───── Record excerpts ─────

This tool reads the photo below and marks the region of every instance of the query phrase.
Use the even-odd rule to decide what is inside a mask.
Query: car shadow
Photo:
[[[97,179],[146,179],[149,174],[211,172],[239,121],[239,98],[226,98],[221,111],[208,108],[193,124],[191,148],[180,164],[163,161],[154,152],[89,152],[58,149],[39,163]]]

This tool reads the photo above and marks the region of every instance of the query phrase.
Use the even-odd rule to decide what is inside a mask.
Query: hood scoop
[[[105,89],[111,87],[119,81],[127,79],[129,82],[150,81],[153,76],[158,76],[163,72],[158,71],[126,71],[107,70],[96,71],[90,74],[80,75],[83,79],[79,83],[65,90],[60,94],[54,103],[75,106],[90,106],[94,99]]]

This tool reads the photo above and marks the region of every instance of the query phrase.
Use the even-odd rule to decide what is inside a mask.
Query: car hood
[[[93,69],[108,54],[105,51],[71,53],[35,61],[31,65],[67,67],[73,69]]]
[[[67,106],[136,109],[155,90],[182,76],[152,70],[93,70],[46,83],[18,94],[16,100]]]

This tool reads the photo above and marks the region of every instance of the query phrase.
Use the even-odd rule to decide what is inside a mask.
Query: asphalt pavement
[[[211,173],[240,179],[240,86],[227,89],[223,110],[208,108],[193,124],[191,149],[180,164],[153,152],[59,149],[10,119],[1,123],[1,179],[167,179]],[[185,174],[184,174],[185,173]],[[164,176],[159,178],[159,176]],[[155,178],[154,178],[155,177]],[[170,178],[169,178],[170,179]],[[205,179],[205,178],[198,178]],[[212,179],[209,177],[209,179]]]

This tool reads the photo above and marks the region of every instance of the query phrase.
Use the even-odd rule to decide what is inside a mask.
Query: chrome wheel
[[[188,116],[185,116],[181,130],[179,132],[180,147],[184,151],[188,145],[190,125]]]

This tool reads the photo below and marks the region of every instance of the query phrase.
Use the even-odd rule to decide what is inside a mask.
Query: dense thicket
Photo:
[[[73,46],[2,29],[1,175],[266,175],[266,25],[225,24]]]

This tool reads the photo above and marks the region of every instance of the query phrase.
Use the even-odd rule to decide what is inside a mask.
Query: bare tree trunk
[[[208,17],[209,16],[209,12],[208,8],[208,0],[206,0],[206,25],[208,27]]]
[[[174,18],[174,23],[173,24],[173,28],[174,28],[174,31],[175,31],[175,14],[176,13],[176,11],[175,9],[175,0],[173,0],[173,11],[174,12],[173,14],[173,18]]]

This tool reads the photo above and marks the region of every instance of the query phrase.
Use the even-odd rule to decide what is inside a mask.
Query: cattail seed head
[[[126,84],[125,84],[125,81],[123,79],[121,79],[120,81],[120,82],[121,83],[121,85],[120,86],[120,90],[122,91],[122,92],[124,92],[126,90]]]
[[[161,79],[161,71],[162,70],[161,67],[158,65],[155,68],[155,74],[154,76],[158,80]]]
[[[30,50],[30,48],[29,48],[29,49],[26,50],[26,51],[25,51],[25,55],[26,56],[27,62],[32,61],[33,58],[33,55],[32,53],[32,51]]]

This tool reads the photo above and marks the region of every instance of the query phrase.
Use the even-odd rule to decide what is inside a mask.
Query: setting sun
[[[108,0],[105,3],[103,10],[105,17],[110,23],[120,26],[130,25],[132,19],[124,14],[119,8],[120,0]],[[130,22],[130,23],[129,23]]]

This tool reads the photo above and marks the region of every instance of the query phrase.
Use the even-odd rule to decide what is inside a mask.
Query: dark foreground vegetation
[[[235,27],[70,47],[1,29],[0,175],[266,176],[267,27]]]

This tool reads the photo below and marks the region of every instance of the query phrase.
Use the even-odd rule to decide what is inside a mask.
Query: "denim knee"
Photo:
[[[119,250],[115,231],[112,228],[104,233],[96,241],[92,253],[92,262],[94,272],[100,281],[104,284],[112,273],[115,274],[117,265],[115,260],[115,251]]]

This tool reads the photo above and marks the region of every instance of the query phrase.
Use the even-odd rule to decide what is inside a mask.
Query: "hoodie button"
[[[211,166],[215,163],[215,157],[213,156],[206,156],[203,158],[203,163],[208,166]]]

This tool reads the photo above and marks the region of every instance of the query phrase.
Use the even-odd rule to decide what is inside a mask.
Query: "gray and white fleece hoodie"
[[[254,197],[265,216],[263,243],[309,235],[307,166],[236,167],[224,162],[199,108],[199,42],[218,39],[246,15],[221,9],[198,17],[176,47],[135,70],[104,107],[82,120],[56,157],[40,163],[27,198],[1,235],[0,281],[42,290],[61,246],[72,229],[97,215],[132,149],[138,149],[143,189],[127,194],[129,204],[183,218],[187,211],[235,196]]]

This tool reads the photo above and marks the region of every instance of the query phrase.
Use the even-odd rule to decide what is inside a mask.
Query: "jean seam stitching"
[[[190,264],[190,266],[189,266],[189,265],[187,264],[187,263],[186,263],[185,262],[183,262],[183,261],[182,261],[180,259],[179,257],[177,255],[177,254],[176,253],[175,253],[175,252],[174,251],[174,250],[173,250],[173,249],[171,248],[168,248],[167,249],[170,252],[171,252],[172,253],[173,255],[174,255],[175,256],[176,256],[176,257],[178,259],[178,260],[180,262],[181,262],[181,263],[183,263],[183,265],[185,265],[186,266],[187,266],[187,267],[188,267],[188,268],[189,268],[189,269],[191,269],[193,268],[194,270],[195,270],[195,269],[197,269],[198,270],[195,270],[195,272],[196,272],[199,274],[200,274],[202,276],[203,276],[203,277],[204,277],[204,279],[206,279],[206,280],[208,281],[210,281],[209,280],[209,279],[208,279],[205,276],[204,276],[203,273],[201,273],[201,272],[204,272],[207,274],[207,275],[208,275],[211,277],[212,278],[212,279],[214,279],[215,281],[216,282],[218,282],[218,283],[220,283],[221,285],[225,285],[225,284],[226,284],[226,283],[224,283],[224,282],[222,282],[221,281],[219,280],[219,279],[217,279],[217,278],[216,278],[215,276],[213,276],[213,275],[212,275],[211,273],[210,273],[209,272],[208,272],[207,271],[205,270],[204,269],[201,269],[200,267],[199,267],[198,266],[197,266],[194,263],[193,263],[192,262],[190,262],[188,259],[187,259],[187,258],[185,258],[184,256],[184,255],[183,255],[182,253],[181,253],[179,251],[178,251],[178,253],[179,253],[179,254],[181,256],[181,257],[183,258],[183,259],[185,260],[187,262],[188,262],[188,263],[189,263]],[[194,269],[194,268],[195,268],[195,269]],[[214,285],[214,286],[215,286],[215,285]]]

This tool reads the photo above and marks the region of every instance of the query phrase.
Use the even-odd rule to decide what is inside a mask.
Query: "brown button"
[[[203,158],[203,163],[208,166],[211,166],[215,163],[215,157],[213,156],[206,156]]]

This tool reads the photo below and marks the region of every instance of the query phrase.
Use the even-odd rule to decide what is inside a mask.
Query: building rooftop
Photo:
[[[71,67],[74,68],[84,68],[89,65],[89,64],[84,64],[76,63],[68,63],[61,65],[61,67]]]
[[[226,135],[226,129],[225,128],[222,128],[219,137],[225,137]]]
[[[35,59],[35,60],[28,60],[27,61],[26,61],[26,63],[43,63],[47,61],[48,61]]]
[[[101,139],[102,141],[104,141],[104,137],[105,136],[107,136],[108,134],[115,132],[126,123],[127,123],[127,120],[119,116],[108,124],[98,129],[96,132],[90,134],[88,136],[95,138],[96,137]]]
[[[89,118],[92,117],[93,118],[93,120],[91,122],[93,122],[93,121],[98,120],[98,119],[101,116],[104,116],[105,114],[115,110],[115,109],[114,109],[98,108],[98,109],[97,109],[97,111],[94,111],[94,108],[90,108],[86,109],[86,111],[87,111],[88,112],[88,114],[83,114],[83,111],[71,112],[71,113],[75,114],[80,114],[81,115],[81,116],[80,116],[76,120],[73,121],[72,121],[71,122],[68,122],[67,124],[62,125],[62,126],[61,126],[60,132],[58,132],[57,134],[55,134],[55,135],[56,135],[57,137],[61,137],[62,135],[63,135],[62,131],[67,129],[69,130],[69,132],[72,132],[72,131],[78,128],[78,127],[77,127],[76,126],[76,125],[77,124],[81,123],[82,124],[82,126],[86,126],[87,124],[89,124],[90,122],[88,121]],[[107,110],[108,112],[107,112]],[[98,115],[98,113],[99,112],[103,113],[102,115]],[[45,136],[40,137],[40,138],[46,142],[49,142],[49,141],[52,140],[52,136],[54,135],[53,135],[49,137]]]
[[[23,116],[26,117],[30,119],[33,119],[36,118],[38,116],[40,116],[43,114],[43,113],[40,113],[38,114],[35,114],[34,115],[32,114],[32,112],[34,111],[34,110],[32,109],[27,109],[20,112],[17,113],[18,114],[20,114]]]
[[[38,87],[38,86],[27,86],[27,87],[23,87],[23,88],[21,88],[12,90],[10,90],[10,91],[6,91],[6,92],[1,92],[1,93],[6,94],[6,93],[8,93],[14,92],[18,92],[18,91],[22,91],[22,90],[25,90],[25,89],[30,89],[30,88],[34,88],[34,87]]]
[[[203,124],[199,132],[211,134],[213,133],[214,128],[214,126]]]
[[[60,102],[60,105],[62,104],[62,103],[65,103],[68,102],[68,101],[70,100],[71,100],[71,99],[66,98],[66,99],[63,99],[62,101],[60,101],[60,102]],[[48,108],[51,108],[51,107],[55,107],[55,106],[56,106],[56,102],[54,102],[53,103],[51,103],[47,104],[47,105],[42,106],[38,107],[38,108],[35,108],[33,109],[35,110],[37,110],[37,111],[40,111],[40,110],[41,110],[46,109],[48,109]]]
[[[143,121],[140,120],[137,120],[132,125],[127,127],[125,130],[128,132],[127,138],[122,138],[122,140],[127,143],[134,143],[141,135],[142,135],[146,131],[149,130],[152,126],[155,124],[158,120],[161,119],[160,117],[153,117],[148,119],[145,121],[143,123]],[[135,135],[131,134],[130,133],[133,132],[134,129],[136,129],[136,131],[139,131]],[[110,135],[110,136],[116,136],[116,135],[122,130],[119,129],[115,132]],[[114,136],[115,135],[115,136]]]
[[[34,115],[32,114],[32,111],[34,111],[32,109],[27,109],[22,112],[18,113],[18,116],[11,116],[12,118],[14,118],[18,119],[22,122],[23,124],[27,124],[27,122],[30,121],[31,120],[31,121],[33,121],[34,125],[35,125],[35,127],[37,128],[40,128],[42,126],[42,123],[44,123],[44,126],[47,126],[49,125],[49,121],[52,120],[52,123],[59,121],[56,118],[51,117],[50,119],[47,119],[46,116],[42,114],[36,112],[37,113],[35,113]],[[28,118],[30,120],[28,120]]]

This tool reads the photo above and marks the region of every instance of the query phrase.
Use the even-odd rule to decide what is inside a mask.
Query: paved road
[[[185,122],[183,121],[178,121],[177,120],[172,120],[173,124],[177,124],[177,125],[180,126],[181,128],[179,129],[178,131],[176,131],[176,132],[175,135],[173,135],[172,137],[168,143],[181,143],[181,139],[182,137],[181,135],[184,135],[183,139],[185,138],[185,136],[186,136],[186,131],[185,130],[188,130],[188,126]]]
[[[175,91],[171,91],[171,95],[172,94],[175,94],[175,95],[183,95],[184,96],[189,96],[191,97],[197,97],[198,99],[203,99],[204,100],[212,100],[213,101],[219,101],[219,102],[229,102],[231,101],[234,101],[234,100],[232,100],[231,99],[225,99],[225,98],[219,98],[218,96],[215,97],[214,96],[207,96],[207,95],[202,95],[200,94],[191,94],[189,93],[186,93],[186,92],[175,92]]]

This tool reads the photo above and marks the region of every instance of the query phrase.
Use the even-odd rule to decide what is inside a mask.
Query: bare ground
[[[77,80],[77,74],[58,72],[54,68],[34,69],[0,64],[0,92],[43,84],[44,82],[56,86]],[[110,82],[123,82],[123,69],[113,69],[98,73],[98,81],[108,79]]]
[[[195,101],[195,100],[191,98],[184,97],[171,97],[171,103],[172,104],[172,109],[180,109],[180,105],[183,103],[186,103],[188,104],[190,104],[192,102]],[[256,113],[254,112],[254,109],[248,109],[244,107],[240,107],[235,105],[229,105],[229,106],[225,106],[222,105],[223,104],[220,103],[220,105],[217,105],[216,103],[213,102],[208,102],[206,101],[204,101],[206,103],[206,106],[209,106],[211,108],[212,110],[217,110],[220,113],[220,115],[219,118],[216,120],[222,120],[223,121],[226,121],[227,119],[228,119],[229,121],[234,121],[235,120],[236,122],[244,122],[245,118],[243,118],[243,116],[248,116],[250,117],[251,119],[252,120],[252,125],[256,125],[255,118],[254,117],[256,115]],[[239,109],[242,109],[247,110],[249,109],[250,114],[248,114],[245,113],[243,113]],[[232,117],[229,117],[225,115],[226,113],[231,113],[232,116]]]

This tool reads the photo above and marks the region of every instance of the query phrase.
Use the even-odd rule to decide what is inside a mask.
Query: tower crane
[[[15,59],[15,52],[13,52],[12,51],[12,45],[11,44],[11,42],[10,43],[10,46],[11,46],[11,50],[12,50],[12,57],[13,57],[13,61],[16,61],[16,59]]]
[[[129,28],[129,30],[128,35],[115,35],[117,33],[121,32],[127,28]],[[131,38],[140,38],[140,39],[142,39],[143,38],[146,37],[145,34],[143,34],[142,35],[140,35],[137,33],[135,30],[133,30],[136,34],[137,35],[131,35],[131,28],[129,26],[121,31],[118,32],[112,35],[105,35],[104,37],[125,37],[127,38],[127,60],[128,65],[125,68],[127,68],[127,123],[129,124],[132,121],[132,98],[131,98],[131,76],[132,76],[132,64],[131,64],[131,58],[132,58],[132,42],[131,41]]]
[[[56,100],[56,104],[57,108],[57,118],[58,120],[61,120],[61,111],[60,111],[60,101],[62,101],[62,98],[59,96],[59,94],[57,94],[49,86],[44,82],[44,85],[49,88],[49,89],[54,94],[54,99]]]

─────

**Your task:**
Copy the material word for word, everything from its first line down to the line containing "[[[73,46],[2,29],[1,175],[266,175],[266,25],[225,24]]]", with both of those lines included.

**Written solution:**
This tool reads the photo below and marks the region of every instance of the query phrase.
Use the even-odd rule to decide what is inside a mask.
Query: car shadow
Photo:
[[[97,179],[146,179],[149,174],[211,172],[239,121],[239,98],[226,98],[221,111],[208,108],[193,124],[191,148],[180,164],[163,161],[154,152],[89,152],[58,149],[39,163]]]

This tool reads the photo above and marks the region of every instance of the query phrase.
Use the even-odd rule to decide what is inside a mask.
Query: hood scoop
[[[105,89],[111,87],[119,81],[127,79],[129,82],[150,81],[153,76],[158,76],[163,72],[158,71],[126,71],[107,70],[96,71],[90,74],[80,75],[83,79],[79,83],[65,90],[60,94],[54,103],[75,106],[90,106],[94,99]]]

This tool reads the photo above and marks the region of every instance of the query phrase.
Use the even-odd rule to decide what is inside a mask.
Query: car hood
[[[93,69],[108,54],[105,51],[71,53],[35,61],[31,65],[67,67],[73,69]]]
[[[67,106],[136,109],[155,90],[182,76],[152,70],[93,70],[46,83],[18,94],[16,100]]]

This tool reads the photo above and marks the region of every instance of the query phrase.
Use the even-odd rule to decide what is inside a mask.
Query: asphalt pavement
[[[211,173],[240,179],[240,86],[227,89],[223,110],[208,108],[193,124],[191,149],[180,164],[153,152],[59,149],[10,119],[1,123],[1,179],[167,179]],[[185,174],[184,174],[185,173]],[[164,176],[159,178],[159,176]],[[155,178],[154,178],[155,177]],[[170,178],[169,178],[170,179]],[[205,179],[205,178],[198,178]],[[212,179],[209,177],[209,179]]]

This tool reads the photo above and marks the region of every instance of the query phrase.
Use the even-odd rule to decide what is inside a mask.
Query: chrome wheel
[[[188,116],[185,116],[181,130],[179,132],[180,147],[184,151],[188,145],[190,125]]]

This tool reads the photo below and marks the region of every instance of the query phrase.
Use the even-odd rule to decide what is inside a mask.
Query: dense thicket
Photo:
[[[73,46],[2,29],[1,175],[266,175],[266,25],[225,24]]]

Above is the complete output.